**Task requirements:**
What lines in the records below hold the string "roof"? Please show them.

--- Information given ---

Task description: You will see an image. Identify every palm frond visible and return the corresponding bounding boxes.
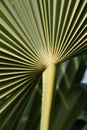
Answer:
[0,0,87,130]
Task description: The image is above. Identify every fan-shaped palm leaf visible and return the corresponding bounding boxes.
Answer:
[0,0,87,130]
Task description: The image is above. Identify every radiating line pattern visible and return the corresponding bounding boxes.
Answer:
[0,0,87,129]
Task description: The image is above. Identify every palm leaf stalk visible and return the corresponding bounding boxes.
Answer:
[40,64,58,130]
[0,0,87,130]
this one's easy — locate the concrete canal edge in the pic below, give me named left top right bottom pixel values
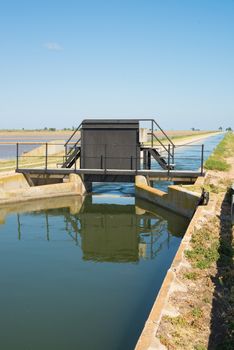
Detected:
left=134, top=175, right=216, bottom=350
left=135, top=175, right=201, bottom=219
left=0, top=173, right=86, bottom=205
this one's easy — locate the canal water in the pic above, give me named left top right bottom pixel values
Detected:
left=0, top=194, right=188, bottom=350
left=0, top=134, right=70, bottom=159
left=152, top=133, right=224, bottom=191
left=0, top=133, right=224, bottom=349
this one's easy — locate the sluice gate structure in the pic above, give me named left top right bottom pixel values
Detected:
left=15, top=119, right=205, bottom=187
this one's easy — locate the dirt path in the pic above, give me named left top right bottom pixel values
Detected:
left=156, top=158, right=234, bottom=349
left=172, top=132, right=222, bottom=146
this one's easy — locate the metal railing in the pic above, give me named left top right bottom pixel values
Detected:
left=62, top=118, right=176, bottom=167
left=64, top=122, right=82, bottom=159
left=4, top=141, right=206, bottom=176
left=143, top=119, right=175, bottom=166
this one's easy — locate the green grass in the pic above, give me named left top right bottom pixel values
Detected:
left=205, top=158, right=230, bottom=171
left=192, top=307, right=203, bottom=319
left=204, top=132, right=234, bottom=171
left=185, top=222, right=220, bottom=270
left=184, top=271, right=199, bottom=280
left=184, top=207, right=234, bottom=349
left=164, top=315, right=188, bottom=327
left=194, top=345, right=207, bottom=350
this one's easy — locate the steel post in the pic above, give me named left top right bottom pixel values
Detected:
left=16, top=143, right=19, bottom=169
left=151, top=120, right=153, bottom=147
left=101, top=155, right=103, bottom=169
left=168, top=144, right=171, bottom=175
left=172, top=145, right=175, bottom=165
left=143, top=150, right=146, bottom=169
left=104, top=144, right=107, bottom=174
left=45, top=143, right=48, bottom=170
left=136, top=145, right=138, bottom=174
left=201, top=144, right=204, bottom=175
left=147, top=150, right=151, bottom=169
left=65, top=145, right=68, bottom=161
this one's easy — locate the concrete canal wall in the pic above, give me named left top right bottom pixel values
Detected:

---
--- Information given ---

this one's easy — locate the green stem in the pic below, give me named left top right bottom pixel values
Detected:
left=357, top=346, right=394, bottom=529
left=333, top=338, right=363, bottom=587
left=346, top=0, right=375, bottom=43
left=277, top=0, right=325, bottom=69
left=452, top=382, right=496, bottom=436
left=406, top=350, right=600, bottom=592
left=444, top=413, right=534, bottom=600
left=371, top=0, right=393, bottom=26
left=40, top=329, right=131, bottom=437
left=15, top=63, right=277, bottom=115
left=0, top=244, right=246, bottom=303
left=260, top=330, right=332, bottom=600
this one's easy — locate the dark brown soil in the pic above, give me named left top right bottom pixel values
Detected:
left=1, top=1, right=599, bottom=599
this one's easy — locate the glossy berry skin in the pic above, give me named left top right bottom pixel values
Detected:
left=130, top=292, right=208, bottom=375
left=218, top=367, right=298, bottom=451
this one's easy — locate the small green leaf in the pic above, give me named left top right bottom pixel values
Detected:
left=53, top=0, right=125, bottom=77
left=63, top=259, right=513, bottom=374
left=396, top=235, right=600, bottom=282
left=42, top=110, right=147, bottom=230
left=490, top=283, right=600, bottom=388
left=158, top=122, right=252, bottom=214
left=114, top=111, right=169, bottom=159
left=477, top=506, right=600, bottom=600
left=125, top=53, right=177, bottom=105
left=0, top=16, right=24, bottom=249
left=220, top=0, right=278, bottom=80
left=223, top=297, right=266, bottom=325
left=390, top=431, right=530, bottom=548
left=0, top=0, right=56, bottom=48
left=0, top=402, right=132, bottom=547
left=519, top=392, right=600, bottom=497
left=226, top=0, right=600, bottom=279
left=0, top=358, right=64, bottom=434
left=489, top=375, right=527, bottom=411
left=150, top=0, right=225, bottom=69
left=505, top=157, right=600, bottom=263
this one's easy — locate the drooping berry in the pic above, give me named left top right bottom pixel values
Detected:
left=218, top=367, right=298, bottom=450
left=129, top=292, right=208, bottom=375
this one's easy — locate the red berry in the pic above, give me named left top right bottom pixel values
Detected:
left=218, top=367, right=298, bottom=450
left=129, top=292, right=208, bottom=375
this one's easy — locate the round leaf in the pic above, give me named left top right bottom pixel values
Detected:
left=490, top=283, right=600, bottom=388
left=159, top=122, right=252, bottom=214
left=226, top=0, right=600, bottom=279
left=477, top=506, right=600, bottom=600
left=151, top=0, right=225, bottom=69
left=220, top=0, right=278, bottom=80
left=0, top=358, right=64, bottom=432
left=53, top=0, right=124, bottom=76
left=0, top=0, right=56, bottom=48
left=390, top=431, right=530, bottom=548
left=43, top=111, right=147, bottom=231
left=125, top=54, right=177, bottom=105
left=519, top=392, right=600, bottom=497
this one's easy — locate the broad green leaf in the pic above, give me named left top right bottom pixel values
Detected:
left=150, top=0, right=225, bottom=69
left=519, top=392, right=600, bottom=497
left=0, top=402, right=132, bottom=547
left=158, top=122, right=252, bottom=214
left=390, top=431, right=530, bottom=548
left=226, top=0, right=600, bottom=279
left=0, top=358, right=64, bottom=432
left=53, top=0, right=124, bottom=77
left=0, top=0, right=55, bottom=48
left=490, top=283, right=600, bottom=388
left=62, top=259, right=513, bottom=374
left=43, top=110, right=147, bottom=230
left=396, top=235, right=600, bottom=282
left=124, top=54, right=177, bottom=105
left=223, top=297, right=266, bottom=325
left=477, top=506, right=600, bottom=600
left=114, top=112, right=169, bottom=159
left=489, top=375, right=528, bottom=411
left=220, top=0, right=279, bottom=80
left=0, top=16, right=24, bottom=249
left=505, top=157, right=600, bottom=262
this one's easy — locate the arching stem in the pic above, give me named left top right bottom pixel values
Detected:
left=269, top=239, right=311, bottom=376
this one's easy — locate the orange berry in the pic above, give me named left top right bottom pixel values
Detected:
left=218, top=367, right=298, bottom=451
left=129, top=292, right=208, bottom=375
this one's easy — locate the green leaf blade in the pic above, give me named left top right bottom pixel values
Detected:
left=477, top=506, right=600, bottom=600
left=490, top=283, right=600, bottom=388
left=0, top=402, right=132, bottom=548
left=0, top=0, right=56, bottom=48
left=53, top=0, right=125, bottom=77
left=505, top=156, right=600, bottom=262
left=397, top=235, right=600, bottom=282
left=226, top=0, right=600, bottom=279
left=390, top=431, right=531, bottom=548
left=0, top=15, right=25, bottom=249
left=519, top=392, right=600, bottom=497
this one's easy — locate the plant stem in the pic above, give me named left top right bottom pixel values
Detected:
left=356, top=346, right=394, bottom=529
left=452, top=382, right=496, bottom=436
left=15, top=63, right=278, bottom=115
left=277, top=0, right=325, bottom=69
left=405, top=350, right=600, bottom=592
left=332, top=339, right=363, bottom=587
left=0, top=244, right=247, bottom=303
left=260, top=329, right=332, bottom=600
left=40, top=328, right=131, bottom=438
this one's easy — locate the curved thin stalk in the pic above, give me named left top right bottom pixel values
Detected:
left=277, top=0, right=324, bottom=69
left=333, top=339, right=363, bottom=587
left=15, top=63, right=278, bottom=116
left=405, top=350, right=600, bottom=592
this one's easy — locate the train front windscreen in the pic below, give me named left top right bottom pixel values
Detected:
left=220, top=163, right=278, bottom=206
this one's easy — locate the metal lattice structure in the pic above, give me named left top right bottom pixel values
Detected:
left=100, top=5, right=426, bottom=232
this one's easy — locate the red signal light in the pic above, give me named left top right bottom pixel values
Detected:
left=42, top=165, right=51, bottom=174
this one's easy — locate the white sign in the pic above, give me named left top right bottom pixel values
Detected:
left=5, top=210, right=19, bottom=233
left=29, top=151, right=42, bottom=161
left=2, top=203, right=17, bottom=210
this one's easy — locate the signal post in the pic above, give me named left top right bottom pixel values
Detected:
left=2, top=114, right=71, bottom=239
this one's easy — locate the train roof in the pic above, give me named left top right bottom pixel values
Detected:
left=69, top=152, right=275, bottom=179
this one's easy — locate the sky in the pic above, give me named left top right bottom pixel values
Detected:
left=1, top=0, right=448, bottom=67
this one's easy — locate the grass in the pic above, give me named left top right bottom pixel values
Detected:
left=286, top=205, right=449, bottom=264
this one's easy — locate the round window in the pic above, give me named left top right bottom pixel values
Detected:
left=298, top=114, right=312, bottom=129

---
--- Information given ---

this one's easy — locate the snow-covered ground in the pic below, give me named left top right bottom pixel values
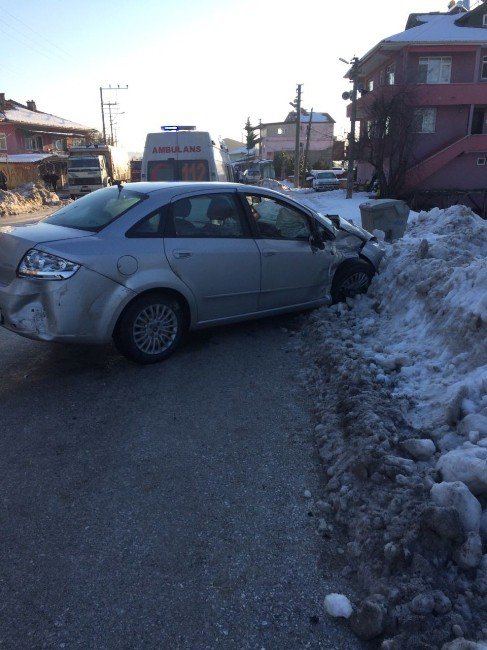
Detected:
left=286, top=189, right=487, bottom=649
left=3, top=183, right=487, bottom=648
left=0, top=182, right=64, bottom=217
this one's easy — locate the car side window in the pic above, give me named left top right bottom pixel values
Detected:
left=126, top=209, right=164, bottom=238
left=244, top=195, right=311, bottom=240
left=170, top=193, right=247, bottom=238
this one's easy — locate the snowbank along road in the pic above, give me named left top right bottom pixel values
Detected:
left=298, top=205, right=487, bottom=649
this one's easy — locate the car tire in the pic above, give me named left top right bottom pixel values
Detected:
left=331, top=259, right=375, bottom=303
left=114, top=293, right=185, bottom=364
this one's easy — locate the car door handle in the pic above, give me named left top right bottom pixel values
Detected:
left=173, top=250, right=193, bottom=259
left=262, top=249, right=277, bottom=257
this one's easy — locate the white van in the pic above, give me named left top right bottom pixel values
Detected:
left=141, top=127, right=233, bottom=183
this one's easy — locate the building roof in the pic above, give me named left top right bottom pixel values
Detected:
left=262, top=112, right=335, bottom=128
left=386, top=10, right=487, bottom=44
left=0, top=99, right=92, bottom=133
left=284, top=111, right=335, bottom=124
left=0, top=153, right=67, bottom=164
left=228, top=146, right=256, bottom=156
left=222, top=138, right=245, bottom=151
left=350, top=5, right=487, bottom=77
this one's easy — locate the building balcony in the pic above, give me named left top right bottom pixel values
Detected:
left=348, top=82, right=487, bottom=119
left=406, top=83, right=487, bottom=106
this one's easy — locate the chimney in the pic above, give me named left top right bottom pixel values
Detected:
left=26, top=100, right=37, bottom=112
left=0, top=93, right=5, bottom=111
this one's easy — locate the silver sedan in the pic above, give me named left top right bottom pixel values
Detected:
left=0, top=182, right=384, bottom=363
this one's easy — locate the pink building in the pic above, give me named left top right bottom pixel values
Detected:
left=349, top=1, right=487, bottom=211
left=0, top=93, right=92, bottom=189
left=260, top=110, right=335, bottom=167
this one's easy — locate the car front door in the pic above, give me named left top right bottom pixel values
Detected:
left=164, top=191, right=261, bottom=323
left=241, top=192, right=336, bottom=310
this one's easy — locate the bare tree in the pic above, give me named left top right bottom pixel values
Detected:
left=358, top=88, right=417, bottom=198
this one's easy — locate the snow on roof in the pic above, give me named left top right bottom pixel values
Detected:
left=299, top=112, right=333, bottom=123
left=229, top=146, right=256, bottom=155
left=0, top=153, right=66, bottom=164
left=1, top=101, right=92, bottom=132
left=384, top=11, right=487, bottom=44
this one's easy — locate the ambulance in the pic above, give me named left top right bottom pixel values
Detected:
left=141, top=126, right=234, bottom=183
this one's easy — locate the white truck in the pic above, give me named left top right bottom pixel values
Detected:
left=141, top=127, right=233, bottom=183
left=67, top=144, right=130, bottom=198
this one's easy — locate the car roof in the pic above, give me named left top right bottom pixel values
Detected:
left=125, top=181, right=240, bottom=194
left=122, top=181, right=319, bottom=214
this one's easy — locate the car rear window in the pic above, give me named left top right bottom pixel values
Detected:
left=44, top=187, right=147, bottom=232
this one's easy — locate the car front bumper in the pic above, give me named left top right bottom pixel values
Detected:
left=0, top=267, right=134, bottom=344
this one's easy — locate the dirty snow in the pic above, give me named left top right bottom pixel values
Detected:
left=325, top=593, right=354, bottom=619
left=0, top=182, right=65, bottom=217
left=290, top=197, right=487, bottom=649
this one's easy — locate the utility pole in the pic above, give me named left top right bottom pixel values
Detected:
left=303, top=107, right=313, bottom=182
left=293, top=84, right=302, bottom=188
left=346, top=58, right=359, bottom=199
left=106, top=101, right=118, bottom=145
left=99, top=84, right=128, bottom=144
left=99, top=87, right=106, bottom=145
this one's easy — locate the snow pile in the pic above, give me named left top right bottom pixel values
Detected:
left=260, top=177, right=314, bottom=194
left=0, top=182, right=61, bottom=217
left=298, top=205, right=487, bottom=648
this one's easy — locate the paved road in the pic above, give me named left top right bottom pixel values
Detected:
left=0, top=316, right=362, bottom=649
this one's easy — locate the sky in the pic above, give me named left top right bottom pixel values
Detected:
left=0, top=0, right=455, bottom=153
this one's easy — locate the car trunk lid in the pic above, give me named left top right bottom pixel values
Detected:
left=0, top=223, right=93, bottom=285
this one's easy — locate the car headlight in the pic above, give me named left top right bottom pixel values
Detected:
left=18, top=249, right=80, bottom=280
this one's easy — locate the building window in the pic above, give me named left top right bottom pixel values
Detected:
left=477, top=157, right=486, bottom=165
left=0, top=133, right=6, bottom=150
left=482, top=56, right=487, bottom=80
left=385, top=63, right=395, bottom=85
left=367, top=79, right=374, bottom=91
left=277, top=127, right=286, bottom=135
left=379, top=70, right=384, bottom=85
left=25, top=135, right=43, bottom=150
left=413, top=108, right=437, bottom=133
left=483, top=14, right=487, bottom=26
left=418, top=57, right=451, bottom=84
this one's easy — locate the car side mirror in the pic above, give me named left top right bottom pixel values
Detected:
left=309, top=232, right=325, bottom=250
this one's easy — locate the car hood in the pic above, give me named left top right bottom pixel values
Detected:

---

**Exercise solution:**
this one's easy — locate the train roof in the pic above, give me named left top right bottom pixel values
this one's easy — locate the building roof in the pic above, give me named left top right bottom pixel values
this one's easy — locate the snow on roof in the pic above, give me named left top right bottom pixel values
this one's easy — locate the car roof in the pic above, give me named left top right bottom pixel values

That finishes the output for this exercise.